(Stored entries)

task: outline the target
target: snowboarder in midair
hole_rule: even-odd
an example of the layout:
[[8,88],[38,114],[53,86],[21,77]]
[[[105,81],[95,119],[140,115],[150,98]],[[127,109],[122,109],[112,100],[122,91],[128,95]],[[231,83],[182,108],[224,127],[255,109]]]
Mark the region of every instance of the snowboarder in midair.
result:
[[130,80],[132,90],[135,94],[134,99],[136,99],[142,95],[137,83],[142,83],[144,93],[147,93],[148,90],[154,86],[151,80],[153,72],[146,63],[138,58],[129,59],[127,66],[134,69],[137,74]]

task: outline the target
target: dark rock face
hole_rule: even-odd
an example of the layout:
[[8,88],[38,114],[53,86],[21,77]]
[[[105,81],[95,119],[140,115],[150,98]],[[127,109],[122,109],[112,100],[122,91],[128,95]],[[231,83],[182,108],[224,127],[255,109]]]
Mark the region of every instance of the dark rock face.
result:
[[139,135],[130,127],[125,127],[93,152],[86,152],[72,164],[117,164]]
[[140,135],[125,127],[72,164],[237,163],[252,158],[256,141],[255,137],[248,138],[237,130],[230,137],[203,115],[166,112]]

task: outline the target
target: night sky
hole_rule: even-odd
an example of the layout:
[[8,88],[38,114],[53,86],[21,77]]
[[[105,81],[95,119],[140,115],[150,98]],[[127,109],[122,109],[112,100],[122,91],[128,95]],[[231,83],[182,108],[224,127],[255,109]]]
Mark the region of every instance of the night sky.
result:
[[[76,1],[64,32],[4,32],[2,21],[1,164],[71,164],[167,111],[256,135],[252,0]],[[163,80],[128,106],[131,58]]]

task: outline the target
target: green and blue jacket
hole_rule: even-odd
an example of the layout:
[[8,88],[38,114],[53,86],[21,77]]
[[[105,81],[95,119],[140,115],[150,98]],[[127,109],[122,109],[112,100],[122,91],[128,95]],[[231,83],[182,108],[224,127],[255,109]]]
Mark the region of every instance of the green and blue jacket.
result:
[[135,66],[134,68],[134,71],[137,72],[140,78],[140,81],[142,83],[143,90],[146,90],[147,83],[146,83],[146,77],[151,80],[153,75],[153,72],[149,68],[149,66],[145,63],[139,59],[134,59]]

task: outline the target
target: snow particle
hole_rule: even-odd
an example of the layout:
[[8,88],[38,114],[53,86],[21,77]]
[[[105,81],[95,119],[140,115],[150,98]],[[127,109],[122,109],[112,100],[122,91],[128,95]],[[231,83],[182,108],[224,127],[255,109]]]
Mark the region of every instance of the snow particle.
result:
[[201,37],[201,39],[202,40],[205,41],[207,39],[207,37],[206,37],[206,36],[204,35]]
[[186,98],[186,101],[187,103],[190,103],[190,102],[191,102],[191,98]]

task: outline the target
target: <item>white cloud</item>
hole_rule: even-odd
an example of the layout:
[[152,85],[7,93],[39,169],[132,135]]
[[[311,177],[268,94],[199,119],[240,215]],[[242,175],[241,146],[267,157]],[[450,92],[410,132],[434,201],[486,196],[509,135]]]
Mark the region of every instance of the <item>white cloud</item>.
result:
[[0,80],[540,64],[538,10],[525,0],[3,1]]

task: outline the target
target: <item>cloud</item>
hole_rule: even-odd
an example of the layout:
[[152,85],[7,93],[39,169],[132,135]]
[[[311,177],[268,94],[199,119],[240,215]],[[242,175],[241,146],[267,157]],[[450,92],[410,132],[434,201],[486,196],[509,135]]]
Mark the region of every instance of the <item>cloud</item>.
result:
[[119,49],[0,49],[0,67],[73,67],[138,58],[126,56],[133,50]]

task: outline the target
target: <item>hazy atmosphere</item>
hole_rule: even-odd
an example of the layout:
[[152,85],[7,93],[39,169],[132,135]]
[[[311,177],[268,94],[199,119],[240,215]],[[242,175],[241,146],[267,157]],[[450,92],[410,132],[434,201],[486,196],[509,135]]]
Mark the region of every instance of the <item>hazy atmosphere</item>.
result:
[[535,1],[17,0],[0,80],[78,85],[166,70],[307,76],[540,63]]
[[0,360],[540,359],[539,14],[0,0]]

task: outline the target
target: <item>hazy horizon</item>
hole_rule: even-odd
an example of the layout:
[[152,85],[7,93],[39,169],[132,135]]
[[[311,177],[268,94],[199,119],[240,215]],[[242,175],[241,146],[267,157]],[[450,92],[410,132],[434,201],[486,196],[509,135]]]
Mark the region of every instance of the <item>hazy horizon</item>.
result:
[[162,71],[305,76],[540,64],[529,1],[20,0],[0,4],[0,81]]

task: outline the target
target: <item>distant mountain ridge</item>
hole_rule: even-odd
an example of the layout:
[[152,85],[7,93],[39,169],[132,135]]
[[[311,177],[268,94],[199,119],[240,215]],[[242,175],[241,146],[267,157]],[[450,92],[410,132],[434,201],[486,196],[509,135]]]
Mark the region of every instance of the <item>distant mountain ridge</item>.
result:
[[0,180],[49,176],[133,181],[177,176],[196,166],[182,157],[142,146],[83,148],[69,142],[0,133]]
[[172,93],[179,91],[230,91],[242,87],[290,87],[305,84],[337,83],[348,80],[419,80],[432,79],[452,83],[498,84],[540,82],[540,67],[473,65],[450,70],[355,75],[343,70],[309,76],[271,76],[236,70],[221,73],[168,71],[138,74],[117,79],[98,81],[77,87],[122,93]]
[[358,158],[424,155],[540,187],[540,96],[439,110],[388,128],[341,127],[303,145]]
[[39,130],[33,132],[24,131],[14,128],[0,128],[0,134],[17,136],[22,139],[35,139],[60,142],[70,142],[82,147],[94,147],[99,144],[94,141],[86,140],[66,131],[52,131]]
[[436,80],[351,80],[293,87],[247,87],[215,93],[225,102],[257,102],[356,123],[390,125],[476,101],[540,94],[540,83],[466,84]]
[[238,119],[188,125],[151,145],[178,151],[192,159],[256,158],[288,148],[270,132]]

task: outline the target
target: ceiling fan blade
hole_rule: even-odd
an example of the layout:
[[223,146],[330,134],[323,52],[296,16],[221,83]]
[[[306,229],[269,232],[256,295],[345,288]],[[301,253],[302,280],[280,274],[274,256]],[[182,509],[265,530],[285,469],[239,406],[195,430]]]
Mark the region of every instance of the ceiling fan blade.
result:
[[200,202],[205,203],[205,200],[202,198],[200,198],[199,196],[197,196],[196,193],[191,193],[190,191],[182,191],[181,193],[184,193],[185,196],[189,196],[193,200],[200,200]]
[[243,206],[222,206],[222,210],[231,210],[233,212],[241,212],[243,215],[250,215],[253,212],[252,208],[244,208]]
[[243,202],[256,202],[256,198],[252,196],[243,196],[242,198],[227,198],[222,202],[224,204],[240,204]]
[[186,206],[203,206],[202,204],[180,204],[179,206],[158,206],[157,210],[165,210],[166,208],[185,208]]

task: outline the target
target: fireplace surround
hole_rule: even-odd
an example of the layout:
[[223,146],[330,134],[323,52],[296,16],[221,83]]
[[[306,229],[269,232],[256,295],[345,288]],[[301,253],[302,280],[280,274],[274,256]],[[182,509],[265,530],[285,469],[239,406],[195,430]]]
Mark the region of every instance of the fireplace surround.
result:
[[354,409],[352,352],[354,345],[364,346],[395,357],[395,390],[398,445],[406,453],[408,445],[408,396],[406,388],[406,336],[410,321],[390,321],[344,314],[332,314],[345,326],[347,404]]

**Task**
Take the listing above and set it down exactly.

**Written response**
task: outline the target
target: snowboarder in midair
hole_rule: even-odd
an example of the layout:
[[8,88],[38,114],[53,86],[21,77]]
[[[105,81],[95,119],[140,115],[150,98]],[[127,109],[122,109],[112,100],[122,91],[128,95]],[[231,83],[182,108],[224,127],[255,109]]]
Mark the region of every instance of the snowboarder in midair.
result:
[[130,80],[132,90],[135,94],[134,99],[136,99],[142,95],[137,83],[142,83],[144,93],[147,93],[148,90],[154,86],[151,80],[153,72],[146,63],[138,58],[129,59],[127,66],[134,69],[137,74]]

task: outline the target
target: dark rock face
hole_rule: even-odd
an example of the layout:
[[8,88],[38,114],[53,86],[21,77]]
[[[105,81],[95,119],[140,115],[150,98]],[[127,109],[122,109],[112,100],[122,91],[128,95]],[[231,83],[182,108],[224,127],[255,109]]]
Mark the region of every instance of the dark rock face.
result:
[[139,135],[130,127],[125,127],[93,152],[86,152],[72,164],[117,164]]
[[140,135],[125,127],[72,164],[237,163],[252,158],[256,141],[255,137],[248,138],[237,130],[230,137],[203,115],[166,112]]

task: outline the target
target: night sky
hole_rule: even-odd
an example of the layout:
[[8,88],[38,114],[53,86],[21,77]]
[[[105,81],[95,119],[140,115],[150,98]],[[127,109],[122,109],[112,100],[122,91],[128,95]],[[231,83],[182,108],[224,127],[255,109]]]
Mark the region of every instance of the night sky.
result:
[[[76,1],[64,32],[4,32],[2,21],[1,164],[71,164],[167,111],[256,135],[252,0]],[[163,80],[128,106],[131,58]]]

task: outline the target
target: green and blue jacket
hole_rule: even-odd
an example of the layout:
[[8,88],[38,114],[53,86],[21,77]]
[[[105,81],[95,119],[140,115],[150,98]],[[127,109],[122,109],[112,100],[122,91],[128,95]],[[231,83],[182,108],[224,127],[255,109]]]
Mark the region of every instance of the green and blue jacket.
result:
[[135,66],[134,68],[134,71],[137,72],[140,78],[140,81],[142,83],[143,90],[146,90],[147,83],[146,83],[146,77],[151,80],[153,75],[153,72],[149,68],[149,66],[145,63],[139,59],[134,59]]

task: outline the target
target: snow particle
hole_rule: even-odd
an example of the layout:
[[8,88],[38,114],[53,86],[21,77]]
[[[105,81],[95,119],[140,115],[150,98]],[[127,109],[122,109],[112,100],[122,91],[128,95]],[[231,83],[182,108],[224,127],[255,109]]]
Mark the region of every instance of the snow particle.
result:
[[201,37],[201,39],[202,40],[205,41],[207,39],[207,37],[206,37],[206,36],[204,35]]
[[186,98],[186,101],[187,103],[190,103],[190,102],[191,102],[191,98]]

task: outline the target
target: <item>white cloud</item>
hole_rule: even-odd
an example of the layout:
[[152,85],[7,93],[39,169],[132,135]]
[[[311,177],[268,94],[199,119],[240,215]],[[242,175],[241,146],[267,157]],[[450,92],[410,132],[434,201],[486,196],[509,135]]]
Mark the region of every instance of the <item>white cloud</item>.
result:
[[0,80],[540,64],[538,10],[525,0],[3,1]]

task: outline the target
target: <item>cloud</item>
hole_rule: even-odd
an example of the layout:
[[152,85],[7,93],[39,169],[132,135]]
[[[311,177],[268,94],[199,119],[240,215]],[[242,175],[241,146],[267,157]],[[450,92],[410,132],[434,201],[486,196],[509,135]]]
Mark the region of every instance of the <item>cloud</item>.
result:
[[119,49],[0,49],[0,67],[73,67],[138,58],[126,56],[133,50]]

task: outline the target
target: <item>hazy atmosphere</item>
hole_rule: even-odd
an example of the layout:
[[152,85],[7,93],[39,169],[132,135]]
[[[311,177],[268,94],[199,119],[240,215]],[[242,175],[241,146],[267,157]],[[450,92],[410,132],[434,201],[486,196],[509,135]]]
Mark the region of every instance of the <item>hazy atmosphere</item>.
result:
[[535,1],[17,0],[0,80],[78,85],[166,70],[307,76],[540,63]]
[[0,360],[540,359],[539,14],[0,0]]

task: outline the target
target: <item>hazy horizon</item>
hole_rule: even-odd
an example of the layout:
[[152,85],[7,93],[39,169],[132,135]]
[[[311,177],[268,94],[199,119],[240,215]],[[242,175],[241,146],[267,157]],[[450,92],[410,132],[434,201],[486,196],[509,135]]]
Mark the region of every instance of the <item>hazy horizon</item>.
result:
[[162,71],[305,76],[540,64],[529,1],[20,0],[0,4],[0,81]]

task: outline the target
target: <item>distant mountain ridge</item>
hole_rule: even-odd
an example of the layout:
[[152,85],[7,93],[39,169],[132,135]]
[[[311,177],[268,94],[199,119],[240,215]],[[242,175],[241,146],[267,157]],[[450,92],[410,132],[434,201],[486,196],[509,135]]]
Mark the region of every instance of the <item>distant mountain ridge</item>.
result:
[[0,180],[49,176],[133,181],[177,176],[196,166],[182,157],[142,146],[83,148],[69,142],[0,133]]
[[172,93],[179,91],[230,91],[242,87],[290,87],[305,84],[337,83],[348,80],[419,80],[432,79],[452,83],[498,84],[540,82],[540,67],[473,65],[450,70],[355,75],[343,70],[309,76],[271,76],[236,70],[221,73],[168,71],[138,74],[117,79],[98,81],[77,87],[122,93]]
[[358,158],[424,155],[540,187],[540,96],[439,110],[388,128],[341,127],[303,145]]
[[39,130],[33,132],[24,131],[14,128],[0,128],[0,134],[17,136],[22,139],[35,139],[60,142],[70,142],[82,147],[94,147],[99,144],[94,141],[86,140],[66,131],[52,131]]
[[436,80],[351,80],[293,87],[247,87],[215,93],[225,102],[257,102],[356,123],[390,125],[476,101],[540,94],[540,83],[466,84]]
[[238,119],[188,125],[151,145],[178,151],[192,159],[256,158],[288,148],[270,132]]

task: outline the target
target: ceiling fan blade
hole_rule: even-odd
an example of the layout:
[[223,146],[330,134],[323,52],[296,16],[221,83]]
[[[306,229],[269,232],[256,295],[345,288]],[[301,253],[302,280],[280,274],[274,256]],[[182,509],[265,530],[285,469],[239,406],[195,430]]]
Mark the region of every instance of the ceiling fan blade.
result:
[[200,202],[205,203],[205,200],[202,198],[200,198],[199,196],[197,196],[196,193],[191,193],[190,191],[182,191],[181,193],[184,193],[185,196],[189,196],[193,200],[200,200]]
[[243,206],[222,206],[222,210],[231,210],[233,212],[241,212],[243,215],[250,215],[253,212],[252,208],[244,208]]
[[243,202],[256,202],[256,198],[252,196],[243,196],[242,198],[227,198],[222,202],[224,204],[240,204]]
[[186,206],[203,206],[202,204],[180,204],[179,206],[158,206],[157,210],[165,210],[166,208],[185,208]]

task: outline the target
target: fireplace surround
hole_rule: even-odd
an example of the layout:
[[223,146],[330,134],[323,52],[296,16],[221,83]]
[[[306,229],[269,232],[256,295],[345,288]],[[301,253],[302,280],[280,274],[274,256]],[[182,509],[265,530],[285,469],[239,406],[195,430]]]
Mark the region of every instance of the fireplace surround.
result:
[[354,409],[352,352],[354,345],[364,346],[395,357],[395,390],[398,445],[406,453],[408,445],[408,396],[406,388],[406,336],[410,321],[390,321],[344,314],[332,314],[345,326],[347,404]]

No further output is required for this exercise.